<<<<

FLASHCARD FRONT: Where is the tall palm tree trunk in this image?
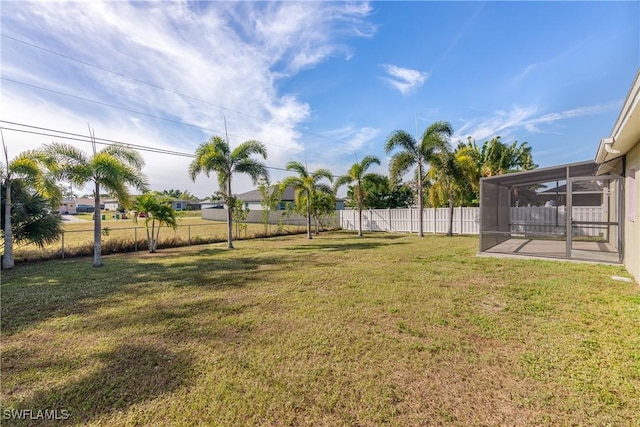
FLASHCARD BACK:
[227,177,235,249]
[2,178,15,270]
[93,181,102,267]
[447,194,462,236]
[358,186,362,237]
[307,193,312,239]
[418,161,424,237]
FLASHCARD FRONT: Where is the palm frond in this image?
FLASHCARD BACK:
[384,130,418,154]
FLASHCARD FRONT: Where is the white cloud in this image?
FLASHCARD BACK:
[382,64,429,95]
[452,103,618,141]
[1,1,375,195]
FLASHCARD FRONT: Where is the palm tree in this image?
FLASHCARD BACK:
[458,136,538,204]
[133,192,178,253]
[385,121,453,237]
[0,180,64,249]
[45,142,148,267]
[280,161,333,239]
[425,145,473,236]
[333,156,383,237]
[189,136,269,249]
[0,136,62,269]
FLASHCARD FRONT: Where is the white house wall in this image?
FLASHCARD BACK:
[624,141,640,281]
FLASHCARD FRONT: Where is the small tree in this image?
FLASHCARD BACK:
[133,192,178,253]
[189,136,269,249]
[280,162,333,239]
[258,179,284,235]
[334,156,383,237]
[0,181,64,252]
[45,142,148,267]
[231,197,251,239]
[385,121,453,237]
[0,138,62,269]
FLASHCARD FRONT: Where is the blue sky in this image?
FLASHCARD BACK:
[0,1,640,197]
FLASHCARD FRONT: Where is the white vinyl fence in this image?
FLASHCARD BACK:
[339,206,606,236]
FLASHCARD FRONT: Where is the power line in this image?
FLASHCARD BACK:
[0,120,320,177]
[0,77,302,154]
[0,34,360,152]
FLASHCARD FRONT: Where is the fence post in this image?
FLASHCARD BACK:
[433,207,438,234]
[409,206,413,233]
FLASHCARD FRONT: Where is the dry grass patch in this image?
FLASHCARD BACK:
[1,233,640,426]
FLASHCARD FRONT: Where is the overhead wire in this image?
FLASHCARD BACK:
[0,120,330,178]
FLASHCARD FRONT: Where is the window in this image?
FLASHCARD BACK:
[626,168,638,221]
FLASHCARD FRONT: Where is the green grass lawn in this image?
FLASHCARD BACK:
[1,232,640,426]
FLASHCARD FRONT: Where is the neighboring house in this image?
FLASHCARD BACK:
[171,199,202,211]
[76,197,104,213]
[236,185,344,211]
[171,199,189,211]
[199,199,224,210]
[58,199,78,215]
[104,199,120,211]
[595,70,640,281]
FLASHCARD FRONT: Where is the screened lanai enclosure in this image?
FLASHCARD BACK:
[480,162,624,263]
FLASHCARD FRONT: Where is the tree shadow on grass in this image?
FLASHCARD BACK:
[0,249,265,337]
[3,344,193,425]
[287,238,407,252]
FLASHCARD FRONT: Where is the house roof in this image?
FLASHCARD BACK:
[538,180,602,195]
[481,161,598,187]
[595,69,640,175]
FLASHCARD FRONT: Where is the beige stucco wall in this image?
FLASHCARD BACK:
[624,141,640,283]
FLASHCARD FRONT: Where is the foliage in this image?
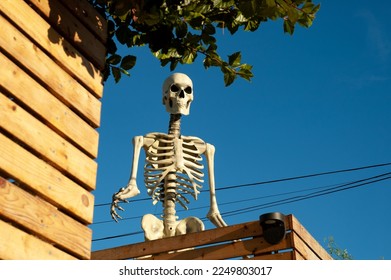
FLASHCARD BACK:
[89,0,320,86]
[326,236,353,260]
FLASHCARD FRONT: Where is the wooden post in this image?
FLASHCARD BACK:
[0,0,107,259]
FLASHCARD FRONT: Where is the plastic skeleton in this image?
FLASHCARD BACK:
[111,73,226,240]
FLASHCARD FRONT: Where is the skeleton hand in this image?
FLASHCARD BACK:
[206,205,227,227]
[110,180,140,222]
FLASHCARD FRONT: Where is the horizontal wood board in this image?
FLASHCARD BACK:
[0,177,92,259]
[92,215,330,260]
[0,14,101,128]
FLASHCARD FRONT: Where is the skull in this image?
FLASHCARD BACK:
[163,73,194,115]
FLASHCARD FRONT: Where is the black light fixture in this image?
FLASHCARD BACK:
[259,212,285,244]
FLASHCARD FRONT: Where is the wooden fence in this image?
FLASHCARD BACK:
[0,0,107,259]
[92,215,332,260]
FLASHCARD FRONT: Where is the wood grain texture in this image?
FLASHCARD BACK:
[0,220,77,260]
[0,0,103,98]
[287,215,332,260]
[0,133,94,224]
[0,15,101,128]
[60,0,108,44]
[0,91,97,190]
[0,53,99,158]
[0,177,92,259]
[28,0,106,70]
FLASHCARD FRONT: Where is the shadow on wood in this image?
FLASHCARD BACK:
[92,215,332,260]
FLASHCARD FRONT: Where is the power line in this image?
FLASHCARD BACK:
[92,172,391,242]
[92,180,348,225]
[221,172,391,217]
[95,162,391,207]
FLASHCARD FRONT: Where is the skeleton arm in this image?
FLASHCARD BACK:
[205,144,227,227]
[110,136,144,222]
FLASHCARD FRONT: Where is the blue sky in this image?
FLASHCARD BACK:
[91,1,391,260]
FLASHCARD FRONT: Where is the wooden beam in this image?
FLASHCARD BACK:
[26,0,106,70]
[0,53,99,158]
[91,221,262,260]
[251,251,295,261]
[0,15,101,127]
[0,0,104,98]
[60,0,108,44]
[0,220,76,260]
[145,237,290,260]
[0,177,92,259]
[0,90,97,190]
[288,215,333,260]
[0,133,94,224]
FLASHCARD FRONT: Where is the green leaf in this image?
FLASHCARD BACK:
[106,54,121,65]
[284,19,295,35]
[224,72,236,87]
[121,55,136,70]
[111,66,121,83]
[175,21,187,38]
[228,52,242,67]
[202,23,216,35]
[181,51,197,64]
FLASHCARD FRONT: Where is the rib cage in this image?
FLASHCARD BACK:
[144,133,206,209]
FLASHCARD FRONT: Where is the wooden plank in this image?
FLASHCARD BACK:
[292,249,305,261]
[0,90,97,190]
[0,0,103,98]
[287,215,333,260]
[291,232,320,260]
[0,16,101,127]
[91,221,262,260]
[251,251,294,260]
[60,0,108,44]
[27,0,106,70]
[146,237,289,260]
[0,53,99,158]
[0,220,76,260]
[0,177,92,259]
[0,133,94,224]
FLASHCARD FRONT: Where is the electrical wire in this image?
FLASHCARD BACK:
[95,162,391,207]
[92,168,391,242]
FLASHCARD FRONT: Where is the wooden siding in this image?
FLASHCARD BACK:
[92,215,331,260]
[0,0,107,259]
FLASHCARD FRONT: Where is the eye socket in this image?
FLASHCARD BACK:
[170,84,179,92]
[185,87,191,94]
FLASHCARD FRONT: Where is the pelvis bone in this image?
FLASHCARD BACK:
[141,214,205,240]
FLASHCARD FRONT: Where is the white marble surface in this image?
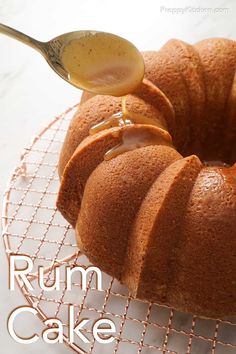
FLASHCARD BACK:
[0,0,236,354]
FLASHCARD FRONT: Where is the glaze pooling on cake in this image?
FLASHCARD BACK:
[57,38,236,317]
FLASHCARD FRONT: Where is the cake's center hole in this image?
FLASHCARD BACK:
[90,96,170,160]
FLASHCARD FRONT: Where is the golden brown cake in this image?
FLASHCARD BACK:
[57,38,236,318]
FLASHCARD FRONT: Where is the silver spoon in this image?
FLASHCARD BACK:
[0,24,144,96]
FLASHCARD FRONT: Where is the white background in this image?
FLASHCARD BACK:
[0,0,236,354]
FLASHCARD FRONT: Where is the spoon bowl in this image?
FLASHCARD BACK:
[0,24,144,96]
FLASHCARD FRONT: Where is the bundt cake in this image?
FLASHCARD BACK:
[57,38,236,318]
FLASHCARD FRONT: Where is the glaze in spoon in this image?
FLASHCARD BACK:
[0,24,144,96]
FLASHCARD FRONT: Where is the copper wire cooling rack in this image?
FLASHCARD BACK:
[3,106,236,354]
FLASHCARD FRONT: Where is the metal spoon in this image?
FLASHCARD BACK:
[0,24,144,96]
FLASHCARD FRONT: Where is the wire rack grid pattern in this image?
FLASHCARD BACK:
[2,105,236,354]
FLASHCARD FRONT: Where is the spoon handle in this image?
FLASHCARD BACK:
[0,23,45,54]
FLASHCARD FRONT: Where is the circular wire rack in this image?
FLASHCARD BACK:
[2,105,236,354]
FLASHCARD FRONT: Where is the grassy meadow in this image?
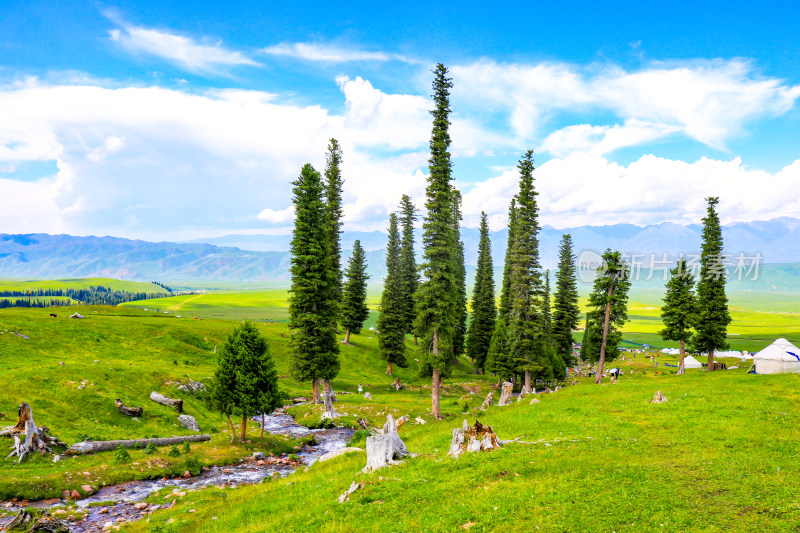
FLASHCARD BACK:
[0,280,800,532]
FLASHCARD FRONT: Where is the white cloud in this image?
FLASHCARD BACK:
[261,43,400,63]
[464,153,800,229]
[108,24,259,73]
[452,60,800,148]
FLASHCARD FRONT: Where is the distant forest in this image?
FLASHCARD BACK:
[0,283,170,309]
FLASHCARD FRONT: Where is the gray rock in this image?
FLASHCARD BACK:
[178,415,200,433]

>>>>

## Written request
Repeat word for word the part that opens with the first line of the items and closes with the line containing "[1,1,375,195]", that line included. Leave the picture out.

## Completed exercise
FLASHCARD FRONT: Where is the tall palm tree trunk in this image?
FLASHCARD BACK:
[227,177,235,249]
[2,178,15,270]
[93,181,102,267]
[447,194,462,236]
[358,186,362,237]
[307,193,312,239]
[418,161,424,237]
FLASHCARD FRONT: Where is the palm frond in this image?
FLASHCARD BACK:
[384,130,418,154]
FLASHCARD FRONT: Where is the white cloud in this image?
FLASHCARD BACK:
[382,64,429,95]
[452,103,618,141]
[1,1,375,195]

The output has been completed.